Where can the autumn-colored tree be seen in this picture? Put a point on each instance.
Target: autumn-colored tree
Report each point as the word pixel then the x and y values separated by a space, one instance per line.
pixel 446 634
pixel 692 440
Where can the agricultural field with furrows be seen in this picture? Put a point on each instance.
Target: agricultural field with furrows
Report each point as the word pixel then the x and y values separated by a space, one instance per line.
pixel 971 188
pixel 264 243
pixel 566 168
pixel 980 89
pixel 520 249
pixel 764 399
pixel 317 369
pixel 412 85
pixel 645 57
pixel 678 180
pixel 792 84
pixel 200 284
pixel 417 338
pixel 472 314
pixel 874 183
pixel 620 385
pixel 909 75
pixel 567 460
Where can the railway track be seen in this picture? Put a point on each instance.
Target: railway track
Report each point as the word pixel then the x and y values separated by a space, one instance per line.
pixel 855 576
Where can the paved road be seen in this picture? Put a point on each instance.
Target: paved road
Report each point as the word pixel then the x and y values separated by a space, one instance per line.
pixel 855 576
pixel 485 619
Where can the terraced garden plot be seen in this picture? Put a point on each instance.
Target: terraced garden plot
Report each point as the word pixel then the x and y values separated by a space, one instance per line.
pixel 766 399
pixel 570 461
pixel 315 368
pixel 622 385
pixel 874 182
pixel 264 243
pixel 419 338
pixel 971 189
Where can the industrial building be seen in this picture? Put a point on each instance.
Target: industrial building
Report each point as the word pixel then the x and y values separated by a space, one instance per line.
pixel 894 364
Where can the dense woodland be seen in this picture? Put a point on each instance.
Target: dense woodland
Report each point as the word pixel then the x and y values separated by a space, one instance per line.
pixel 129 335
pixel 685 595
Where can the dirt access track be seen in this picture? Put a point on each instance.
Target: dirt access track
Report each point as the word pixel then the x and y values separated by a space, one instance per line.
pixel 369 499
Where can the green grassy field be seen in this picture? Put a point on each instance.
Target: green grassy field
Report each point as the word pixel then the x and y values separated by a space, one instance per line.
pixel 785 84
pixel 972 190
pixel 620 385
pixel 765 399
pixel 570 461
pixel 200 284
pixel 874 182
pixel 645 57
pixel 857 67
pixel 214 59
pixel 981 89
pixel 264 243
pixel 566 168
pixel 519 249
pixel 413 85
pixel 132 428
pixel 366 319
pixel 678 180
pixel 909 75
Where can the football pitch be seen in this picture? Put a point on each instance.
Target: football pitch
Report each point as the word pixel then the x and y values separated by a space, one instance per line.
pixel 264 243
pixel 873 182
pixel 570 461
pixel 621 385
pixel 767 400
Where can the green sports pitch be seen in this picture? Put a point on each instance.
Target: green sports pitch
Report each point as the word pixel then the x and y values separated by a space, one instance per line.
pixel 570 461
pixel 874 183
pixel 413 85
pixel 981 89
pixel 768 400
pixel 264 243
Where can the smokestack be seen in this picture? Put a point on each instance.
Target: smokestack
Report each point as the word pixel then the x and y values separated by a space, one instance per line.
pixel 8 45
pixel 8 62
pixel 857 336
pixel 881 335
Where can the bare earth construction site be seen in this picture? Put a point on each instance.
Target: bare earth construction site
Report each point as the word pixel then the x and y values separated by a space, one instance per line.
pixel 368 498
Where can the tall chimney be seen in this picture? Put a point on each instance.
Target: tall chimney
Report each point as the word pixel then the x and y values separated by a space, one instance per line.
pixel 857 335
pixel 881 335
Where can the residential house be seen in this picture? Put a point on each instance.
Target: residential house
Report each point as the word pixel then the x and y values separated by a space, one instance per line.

++++++++

▶ _WORK TO COMPLETE_: Turn all of the lines above into a Markdown table with two columns, Row and Line. Number each row and leave out any blank lines.

▶ _CORRECT RESULT_:
| Row | Line |
|---|---|
| 1 | Where can the autumn-colored tree be seen in this picture? Put a point on each instance. |
| 2 | Target: autumn-colored tree |
| 3 | Report each point as the word pixel then the x and y values separated by a space, one instance per line. |
| 4 | pixel 446 634 |
| 5 | pixel 692 440 |
| 6 | Where can the agricultural field with furrows be seen in this picture? Put a point on each instance. |
| 7 | Target: agricultural field with furrows |
| 8 | Report each point as the word pixel then the x and y values separated by a space, one instance per line. |
| 9 | pixel 971 188 |
| 10 | pixel 264 243 |
| 11 | pixel 566 168 |
| 12 | pixel 980 89 |
| 13 | pixel 520 249 |
| 14 | pixel 764 399 |
| 15 | pixel 317 369 |
| 16 | pixel 412 85 |
| 17 | pixel 645 57 |
| 18 | pixel 678 180 |
| 19 | pixel 792 84 |
| 20 | pixel 200 284 |
| 21 | pixel 417 338 |
| 22 | pixel 472 314 |
| 23 | pixel 874 183 |
| 24 | pixel 620 385 |
| 25 | pixel 909 75 |
| 26 | pixel 567 460 |
| 27 | Where can the railway track be seen in this picture? Put a point on each instance. |
| 28 | Target: railway track |
| 29 | Report each point as the word pixel then the x and y values separated by a space, one instance per line. |
| 30 | pixel 855 576 |
| 31 | Where can the paved road be seen in this picture? Put a point on each instance. |
| 32 | Target: paved road |
| 33 | Report each point as the word pixel then the x and y values separated by a space, one instance per line. |
| 34 | pixel 855 576 |
| 35 | pixel 485 619 |
| 36 | Where can the terraced garden plot be seen in this picture? Put a point on each instance. |
| 37 | Target: terraced garden plot |
| 38 | Report each point as the word pixel then the x and y values separated by a space, one instance per line. |
| 39 | pixel 766 399 |
| 40 | pixel 570 461 |
| 41 | pixel 315 368 |
| 42 | pixel 622 385 |
| 43 | pixel 874 182 |
| 44 | pixel 264 243 |
| 45 | pixel 419 338 |
| 46 | pixel 971 189 |
| 47 | Where can the industrial building be seen in this picture? Put a point on each instance. |
| 48 | Target: industrial building |
| 49 | Report each point as the word pixel then the x and y values separated by a space, one instance per line. |
| 50 | pixel 894 364 |
| 51 | Where can the dense woodland be seen in this picture? Put a point on each instance. |
| 52 | Target: dense woodland |
| 53 | Report each point as the word pixel then the x and y values separated by a space, one instance per line. |
| 54 | pixel 129 335 |
| 55 | pixel 685 595 |
| 56 | Where can the dirt access track be seen in this picture? Put a point on each instance. |
| 57 | Target: dirt access track |
| 58 | Report each point as the word pixel then the x and y values separated by a space, one instance per line. |
| 59 | pixel 369 499 |
| 60 | Where can the green grassy field be seen in this picture? Put a point on each instance. |
| 61 | Target: green grassy field |
| 62 | Report each point as the word pixel then the x and y values separated by a space, one instance per line. |
| 63 | pixel 785 84 |
| 64 | pixel 972 190 |
| 65 | pixel 620 385 |
| 66 | pixel 765 399 |
| 67 | pixel 570 461 |
| 68 | pixel 200 284 |
| 69 | pixel 874 182 |
| 70 | pixel 645 57 |
| 71 | pixel 857 67 |
| 72 | pixel 214 59 |
| 73 | pixel 981 89 |
| 74 | pixel 264 243 |
| 75 | pixel 566 168 |
| 76 | pixel 519 249 |
| 77 | pixel 413 85 |
| 78 | pixel 132 428 |
| 79 | pixel 366 319 |
| 80 | pixel 678 180 |
| 81 | pixel 909 75 |
| 82 | Where can the football pitch be seen in this picture? Put a point on each instance. |
| 83 | Target: football pitch |
| 84 | Report each point as the word pixel then the x and y values separated by a space, one instance per line. |
| 85 | pixel 264 243 |
| 86 | pixel 873 182 |
| 87 | pixel 570 461 |
| 88 | pixel 621 385 |
| 89 | pixel 767 400 |
| 90 | Where can the green sports pitch be seen in this picture? Put a point on each instance. |
| 91 | Target: green sports pitch |
| 92 | Report each point as the word pixel then the x and y values separated by a space, one instance per line. |
| 93 | pixel 570 461 |
| 94 | pixel 874 183 |
| 95 | pixel 413 85 |
| 96 | pixel 981 89 |
| 97 | pixel 768 400 |
| 98 | pixel 264 243 |
| 99 | Where can the smokestack be seen in this picture? Put a point on each instance. |
| 100 | Target: smokestack |
| 101 | Report each point as the word pixel then the x and y values separated by a space, one instance per line. |
| 102 | pixel 8 45 |
| 103 | pixel 8 62 |
| 104 | pixel 857 336 |
| 105 | pixel 881 335 |
| 106 | Where can the bare earth construction site be seen in this picture? Put a point on each instance. |
| 107 | Target: bare earth construction site |
| 108 | Report each point as the word pixel then the x and y values separated by a space, one instance per line. |
| 109 | pixel 368 498 |
| 110 | Where can the tall chimney be seen in this picture? Put a point on each instance. |
| 111 | Target: tall chimney |
| 112 | Report each point as the word pixel then the x and y values separated by a space, one instance per line. |
| 113 | pixel 857 335 |
| 114 | pixel 881 335 |
| 115 | Where can the residential house be seen in this picture? Put a point on each instance. |
| 116 | Target: residential house |
| 117 | Report each point as the word pixel then the x and y values separated by a space, one instance per line. |